◆ How to complete this task ◆
Write the next part of the album review list below, starting after the entry on Mogwai's 'Mr Beast'.

◆ Given passage ◆
============
Vampire Weekend – ‘Vampire Weekend’ (2008): This album divided many people right down the middle. There are some who find it almost too twee and cutesy for words – and then there are others (like me) who fell in love with this irresistibly quirky album at first listen. Pulling together a hugely diverse set of influences (which include a mixture of everything from African popular music to Western classical music), Vampire Weekend create a highly distinctive and completely unmistakable sound all of their very own. This, their self-titled debut album, has a sort of endearing power about it that soon pulls the listener into a world quite unlike anywhere else.
Burial – ‘Burial’ (2006): Dark, haunting and brooding, this album seemingly came out of nowhere (south London, actually) and, although there are moments that, to me, are strangely reminiscent of the legendary Future Sound Of London (which is no bad thing), it somehow actually manages to sound like no-one and nothing else on this planet. This is a subtle, thought-provoking and strangely cinematic album of many layers which hints at many genres; simply taking dubstep as its starting point on a twisted and darkly beautiful journey into sound. This sort of eclecticism more usually results in an unholy mess of a noise but the enigmatic and mysterious Burial is in total control at all times, making this an accomplished and essential album.
Mogwai – ‘Mr Beast’ (2006): Probably one of my favourite bands, Mogwai make truly beautiful, yearning music by building up layer upon layer of intricately textured guitar sounds, until it all comes together in a powerful post-rock explosion of sound and intensity to create albums like Mr Beast. This is easily my favourite of all their recent output (although last year’s head-melter of an album, The Hawk Is Howling, came very close to making this list too, and 2001’s Rock Action is also well worth your time). This is an intelligent album full of barely hidden emotional depths and surprising twists that demands repeated listening, preferably played very loudly indeed.
============
◆ Records ◆
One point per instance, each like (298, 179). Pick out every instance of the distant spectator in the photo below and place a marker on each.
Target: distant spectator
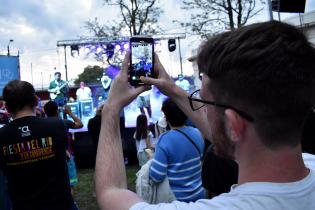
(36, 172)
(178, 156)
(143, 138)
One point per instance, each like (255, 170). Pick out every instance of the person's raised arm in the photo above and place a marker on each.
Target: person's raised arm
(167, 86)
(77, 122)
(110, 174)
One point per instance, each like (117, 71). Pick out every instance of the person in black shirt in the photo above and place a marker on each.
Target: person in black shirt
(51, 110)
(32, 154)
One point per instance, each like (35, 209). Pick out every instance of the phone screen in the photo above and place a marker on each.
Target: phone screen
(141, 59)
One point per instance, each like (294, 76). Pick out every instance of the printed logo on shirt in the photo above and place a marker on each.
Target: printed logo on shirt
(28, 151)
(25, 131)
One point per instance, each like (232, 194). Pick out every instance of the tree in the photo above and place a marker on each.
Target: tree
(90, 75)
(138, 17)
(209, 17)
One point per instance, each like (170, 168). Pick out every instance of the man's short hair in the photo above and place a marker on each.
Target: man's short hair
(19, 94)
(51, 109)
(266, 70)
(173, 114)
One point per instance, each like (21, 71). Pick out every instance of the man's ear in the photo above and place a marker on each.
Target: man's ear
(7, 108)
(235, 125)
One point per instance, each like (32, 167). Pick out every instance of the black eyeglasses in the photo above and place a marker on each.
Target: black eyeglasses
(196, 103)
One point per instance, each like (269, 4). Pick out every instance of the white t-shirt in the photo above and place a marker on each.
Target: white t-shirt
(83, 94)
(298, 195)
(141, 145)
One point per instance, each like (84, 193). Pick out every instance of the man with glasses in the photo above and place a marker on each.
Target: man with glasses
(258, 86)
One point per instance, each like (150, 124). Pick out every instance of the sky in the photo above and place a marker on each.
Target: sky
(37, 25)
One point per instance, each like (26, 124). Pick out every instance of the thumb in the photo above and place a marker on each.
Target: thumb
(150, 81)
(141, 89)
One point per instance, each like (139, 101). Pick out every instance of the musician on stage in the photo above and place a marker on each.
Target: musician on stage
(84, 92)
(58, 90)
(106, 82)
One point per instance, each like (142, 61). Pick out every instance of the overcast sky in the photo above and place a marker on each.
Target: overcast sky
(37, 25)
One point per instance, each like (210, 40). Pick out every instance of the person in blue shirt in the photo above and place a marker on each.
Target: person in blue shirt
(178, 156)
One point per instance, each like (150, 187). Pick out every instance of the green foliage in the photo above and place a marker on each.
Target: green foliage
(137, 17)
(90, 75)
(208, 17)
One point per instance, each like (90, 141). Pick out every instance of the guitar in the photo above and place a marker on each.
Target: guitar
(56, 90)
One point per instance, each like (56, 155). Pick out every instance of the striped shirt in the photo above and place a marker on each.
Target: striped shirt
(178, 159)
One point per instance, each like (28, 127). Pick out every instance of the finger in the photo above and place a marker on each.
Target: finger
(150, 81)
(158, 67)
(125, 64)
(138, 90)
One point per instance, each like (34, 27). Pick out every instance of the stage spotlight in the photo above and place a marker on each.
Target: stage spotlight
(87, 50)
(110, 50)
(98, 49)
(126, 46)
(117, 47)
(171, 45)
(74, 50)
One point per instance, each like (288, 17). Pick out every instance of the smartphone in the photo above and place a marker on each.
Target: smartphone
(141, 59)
============
◆ Solved exercise ◆
Honourable Mentions: Here are a few more albums I really liked but that didn’t quite make it onto the list. All are worth your time –
CSS – Cansei de Ser Sexy (2006)
Death Cab For Cutie – Plans (2005)
Everclear – Songs From An American Movie, Vol 1: Learning How To Smile (2000)
The White Stripes – White Blood Cells (2001)
Royksopp – Melody AM (2001)
Underworld – Oblivion With Bells (2007)
Robert Plant and the Strange Sensation – Mighty Rearranger (2005)
Beck – Modern Guilt (2008)
Feeder – Comfort In Sound (2003)
Clap Your Hands Say Yeah – Clap Your Hands Say Yeah (2005)
Radiohead – Hail To The Thief (2003)
The Go! Team – Thunder, Lightning, Strike (2004)
Rufus Wainwright – Want Two (2004)
Panic! At The Disco – A Fever You Can’t Sweat Out (2005)
Goldfrapp – Black Cherry (2003)
Patrick Wolf – The Magic Position (2007)
As always, I’d love to know what you think. What have I missed? What albums would be on your list? What would you add/remove from mine? Let me know!
Have a very merry Christmas and a happy and peaceful 2010 – thanks for reading in 2009!